YOUR GOAL: Count the lines below that contain the string "dome", treating uppercase and lowercase as different, and reply with only that number.

# # # #

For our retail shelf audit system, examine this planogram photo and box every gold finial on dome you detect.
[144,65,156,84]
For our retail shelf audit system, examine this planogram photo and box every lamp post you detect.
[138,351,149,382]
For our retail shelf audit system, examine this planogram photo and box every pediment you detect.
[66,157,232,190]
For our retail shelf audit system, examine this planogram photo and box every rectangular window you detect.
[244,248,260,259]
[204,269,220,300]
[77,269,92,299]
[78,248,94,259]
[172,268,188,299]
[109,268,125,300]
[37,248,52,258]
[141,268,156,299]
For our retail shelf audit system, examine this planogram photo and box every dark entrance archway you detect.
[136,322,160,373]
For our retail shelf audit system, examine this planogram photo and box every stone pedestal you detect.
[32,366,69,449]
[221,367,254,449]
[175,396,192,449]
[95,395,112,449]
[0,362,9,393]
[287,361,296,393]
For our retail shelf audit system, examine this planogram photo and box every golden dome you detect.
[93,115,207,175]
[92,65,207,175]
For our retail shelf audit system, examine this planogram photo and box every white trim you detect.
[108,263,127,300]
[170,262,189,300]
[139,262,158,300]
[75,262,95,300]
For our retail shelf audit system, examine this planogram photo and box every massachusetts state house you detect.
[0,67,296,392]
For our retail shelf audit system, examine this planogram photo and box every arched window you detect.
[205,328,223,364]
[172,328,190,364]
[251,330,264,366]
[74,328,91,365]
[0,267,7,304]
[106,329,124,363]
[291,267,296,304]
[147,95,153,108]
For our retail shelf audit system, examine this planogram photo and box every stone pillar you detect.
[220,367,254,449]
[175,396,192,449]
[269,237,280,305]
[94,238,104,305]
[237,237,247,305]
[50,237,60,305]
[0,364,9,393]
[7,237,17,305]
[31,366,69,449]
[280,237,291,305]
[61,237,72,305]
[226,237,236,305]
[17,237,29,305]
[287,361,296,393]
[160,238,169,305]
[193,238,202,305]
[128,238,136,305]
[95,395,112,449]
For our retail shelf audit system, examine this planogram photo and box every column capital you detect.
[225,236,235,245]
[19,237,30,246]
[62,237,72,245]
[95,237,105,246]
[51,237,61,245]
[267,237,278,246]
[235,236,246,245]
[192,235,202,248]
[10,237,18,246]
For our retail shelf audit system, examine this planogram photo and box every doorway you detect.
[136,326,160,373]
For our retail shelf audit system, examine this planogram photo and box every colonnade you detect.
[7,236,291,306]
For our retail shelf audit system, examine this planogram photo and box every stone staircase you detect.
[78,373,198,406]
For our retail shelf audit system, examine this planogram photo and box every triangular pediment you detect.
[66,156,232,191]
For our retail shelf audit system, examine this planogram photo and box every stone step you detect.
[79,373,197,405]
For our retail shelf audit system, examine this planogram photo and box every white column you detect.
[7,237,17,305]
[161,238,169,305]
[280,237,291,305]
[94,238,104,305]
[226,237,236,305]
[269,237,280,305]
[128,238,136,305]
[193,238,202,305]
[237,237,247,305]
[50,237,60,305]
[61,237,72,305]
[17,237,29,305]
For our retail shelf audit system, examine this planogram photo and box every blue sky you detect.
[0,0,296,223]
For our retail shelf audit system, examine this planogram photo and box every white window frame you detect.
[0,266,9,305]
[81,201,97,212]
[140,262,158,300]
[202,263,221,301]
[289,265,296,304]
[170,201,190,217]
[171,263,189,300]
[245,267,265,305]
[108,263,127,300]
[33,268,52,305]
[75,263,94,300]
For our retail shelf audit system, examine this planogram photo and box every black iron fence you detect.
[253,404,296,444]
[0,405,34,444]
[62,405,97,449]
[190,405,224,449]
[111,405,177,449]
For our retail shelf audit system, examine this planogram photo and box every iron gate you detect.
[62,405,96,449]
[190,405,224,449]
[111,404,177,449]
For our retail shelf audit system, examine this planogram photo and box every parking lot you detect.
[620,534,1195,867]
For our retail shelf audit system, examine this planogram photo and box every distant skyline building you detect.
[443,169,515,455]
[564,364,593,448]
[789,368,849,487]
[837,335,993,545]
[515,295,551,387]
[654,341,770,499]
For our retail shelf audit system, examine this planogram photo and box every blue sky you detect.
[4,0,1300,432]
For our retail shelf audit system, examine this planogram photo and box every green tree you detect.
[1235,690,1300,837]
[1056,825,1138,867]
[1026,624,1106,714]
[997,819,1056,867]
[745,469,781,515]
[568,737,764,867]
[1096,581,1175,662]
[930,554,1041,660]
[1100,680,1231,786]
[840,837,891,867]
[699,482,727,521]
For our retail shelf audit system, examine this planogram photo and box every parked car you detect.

# # # #

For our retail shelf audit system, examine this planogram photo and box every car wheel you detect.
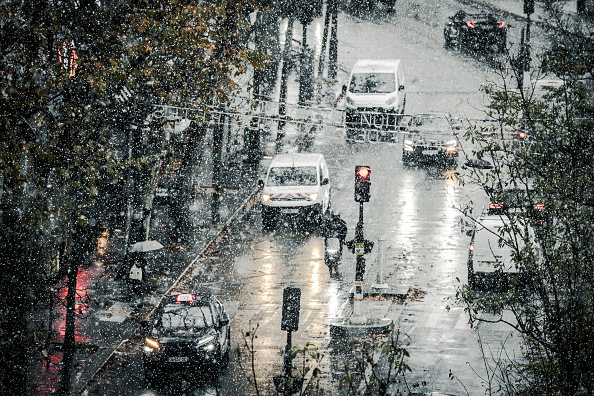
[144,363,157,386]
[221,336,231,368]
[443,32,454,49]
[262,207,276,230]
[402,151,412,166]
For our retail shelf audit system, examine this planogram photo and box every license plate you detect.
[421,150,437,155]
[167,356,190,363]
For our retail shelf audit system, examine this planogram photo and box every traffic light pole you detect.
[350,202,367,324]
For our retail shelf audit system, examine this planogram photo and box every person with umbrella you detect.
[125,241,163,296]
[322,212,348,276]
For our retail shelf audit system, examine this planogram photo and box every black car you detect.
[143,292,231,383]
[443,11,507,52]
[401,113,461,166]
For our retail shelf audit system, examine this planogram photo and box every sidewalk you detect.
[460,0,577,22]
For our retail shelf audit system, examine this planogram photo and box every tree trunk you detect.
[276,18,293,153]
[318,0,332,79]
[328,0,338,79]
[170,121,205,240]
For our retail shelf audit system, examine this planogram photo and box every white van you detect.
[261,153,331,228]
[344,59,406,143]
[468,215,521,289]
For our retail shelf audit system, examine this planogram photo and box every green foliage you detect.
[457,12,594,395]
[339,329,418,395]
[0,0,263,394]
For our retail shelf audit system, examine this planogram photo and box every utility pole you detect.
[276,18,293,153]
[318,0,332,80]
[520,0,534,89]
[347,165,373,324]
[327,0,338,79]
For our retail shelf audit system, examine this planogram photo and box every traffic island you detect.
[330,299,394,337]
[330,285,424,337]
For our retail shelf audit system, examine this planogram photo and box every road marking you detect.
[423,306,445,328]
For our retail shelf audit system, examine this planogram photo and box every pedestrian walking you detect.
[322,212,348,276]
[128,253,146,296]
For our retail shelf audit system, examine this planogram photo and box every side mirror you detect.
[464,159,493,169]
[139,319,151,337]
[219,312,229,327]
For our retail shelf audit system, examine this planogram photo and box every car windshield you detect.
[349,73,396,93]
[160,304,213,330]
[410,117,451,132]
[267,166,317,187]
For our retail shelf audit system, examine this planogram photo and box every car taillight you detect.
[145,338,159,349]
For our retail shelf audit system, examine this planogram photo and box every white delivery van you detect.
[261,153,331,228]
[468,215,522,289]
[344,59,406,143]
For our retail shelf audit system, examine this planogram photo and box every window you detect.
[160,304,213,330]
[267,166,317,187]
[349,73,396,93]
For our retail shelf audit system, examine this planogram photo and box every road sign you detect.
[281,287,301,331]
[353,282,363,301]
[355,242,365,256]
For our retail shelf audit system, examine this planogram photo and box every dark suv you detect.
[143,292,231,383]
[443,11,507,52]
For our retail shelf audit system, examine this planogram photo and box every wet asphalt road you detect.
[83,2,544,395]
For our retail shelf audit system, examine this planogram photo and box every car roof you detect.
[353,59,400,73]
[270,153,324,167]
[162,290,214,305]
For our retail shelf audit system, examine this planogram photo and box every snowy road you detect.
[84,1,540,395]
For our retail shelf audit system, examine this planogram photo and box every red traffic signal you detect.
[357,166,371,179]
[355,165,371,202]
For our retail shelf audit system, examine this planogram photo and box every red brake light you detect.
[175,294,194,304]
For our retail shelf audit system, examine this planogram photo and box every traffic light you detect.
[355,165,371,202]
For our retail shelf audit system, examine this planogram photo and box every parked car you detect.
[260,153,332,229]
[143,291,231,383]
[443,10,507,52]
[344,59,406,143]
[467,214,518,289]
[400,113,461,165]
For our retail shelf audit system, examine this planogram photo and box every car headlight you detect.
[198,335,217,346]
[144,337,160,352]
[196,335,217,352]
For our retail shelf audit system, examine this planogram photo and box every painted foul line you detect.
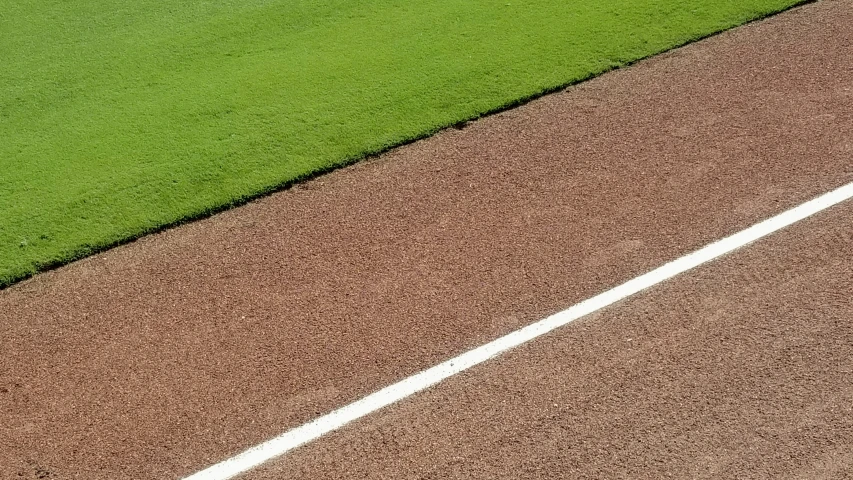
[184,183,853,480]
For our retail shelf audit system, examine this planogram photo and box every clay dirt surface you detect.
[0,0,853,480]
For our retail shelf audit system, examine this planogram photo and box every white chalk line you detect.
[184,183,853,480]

# # # #

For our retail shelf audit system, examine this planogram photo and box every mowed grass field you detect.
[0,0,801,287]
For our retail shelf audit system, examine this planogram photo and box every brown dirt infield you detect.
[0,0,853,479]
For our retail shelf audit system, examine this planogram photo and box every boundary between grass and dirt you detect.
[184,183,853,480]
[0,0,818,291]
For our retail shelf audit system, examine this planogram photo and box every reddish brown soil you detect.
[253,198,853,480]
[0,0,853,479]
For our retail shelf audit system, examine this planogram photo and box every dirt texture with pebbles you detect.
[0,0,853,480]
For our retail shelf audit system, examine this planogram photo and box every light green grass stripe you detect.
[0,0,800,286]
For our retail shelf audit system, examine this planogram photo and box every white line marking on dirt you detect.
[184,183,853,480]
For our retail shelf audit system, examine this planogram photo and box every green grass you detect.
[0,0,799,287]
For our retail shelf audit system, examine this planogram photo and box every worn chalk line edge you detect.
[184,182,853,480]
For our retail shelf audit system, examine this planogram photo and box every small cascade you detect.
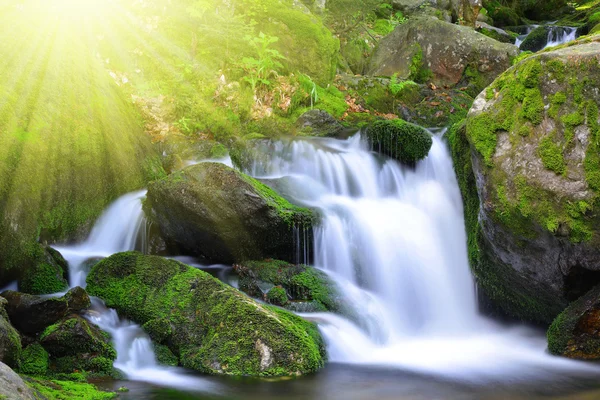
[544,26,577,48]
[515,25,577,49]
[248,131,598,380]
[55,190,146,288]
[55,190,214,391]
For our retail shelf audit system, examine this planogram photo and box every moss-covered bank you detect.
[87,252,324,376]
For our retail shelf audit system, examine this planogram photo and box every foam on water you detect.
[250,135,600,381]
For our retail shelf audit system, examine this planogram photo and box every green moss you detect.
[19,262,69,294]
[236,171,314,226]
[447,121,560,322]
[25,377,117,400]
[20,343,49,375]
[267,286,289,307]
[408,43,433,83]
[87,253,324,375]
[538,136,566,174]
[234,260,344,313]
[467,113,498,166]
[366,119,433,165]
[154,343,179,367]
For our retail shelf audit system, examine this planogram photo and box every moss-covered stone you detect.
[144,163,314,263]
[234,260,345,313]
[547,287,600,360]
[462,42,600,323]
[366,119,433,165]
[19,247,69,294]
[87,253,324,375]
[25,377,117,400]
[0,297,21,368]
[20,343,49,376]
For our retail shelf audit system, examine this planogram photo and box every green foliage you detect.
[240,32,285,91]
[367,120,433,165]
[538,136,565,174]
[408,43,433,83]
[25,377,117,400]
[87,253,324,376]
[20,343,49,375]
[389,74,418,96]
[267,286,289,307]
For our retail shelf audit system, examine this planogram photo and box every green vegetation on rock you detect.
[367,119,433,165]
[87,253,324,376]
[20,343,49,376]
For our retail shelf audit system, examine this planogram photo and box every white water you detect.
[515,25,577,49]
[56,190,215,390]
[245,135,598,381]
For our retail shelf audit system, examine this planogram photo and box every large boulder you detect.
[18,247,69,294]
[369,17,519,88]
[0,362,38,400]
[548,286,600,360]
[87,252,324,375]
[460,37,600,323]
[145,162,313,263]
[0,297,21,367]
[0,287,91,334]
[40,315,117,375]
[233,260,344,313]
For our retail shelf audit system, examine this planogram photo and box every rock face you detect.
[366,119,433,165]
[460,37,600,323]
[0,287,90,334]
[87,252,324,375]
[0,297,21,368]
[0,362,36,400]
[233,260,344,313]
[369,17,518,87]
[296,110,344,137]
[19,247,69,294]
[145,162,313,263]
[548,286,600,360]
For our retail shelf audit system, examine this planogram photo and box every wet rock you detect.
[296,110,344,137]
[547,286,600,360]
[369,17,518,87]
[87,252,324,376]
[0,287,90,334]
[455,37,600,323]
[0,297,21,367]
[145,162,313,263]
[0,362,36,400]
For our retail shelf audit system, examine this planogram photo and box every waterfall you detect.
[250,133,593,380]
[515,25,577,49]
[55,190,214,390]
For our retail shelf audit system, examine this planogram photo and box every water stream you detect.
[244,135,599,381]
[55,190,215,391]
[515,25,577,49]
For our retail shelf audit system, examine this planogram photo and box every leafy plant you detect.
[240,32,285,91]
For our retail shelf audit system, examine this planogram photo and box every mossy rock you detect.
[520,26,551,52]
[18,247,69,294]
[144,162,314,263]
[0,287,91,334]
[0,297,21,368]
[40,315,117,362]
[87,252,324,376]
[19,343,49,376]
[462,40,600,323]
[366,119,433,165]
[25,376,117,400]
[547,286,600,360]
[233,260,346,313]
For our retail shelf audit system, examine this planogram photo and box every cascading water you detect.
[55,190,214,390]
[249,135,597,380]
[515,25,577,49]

# # # #

COMPLETE RESPONSE: 2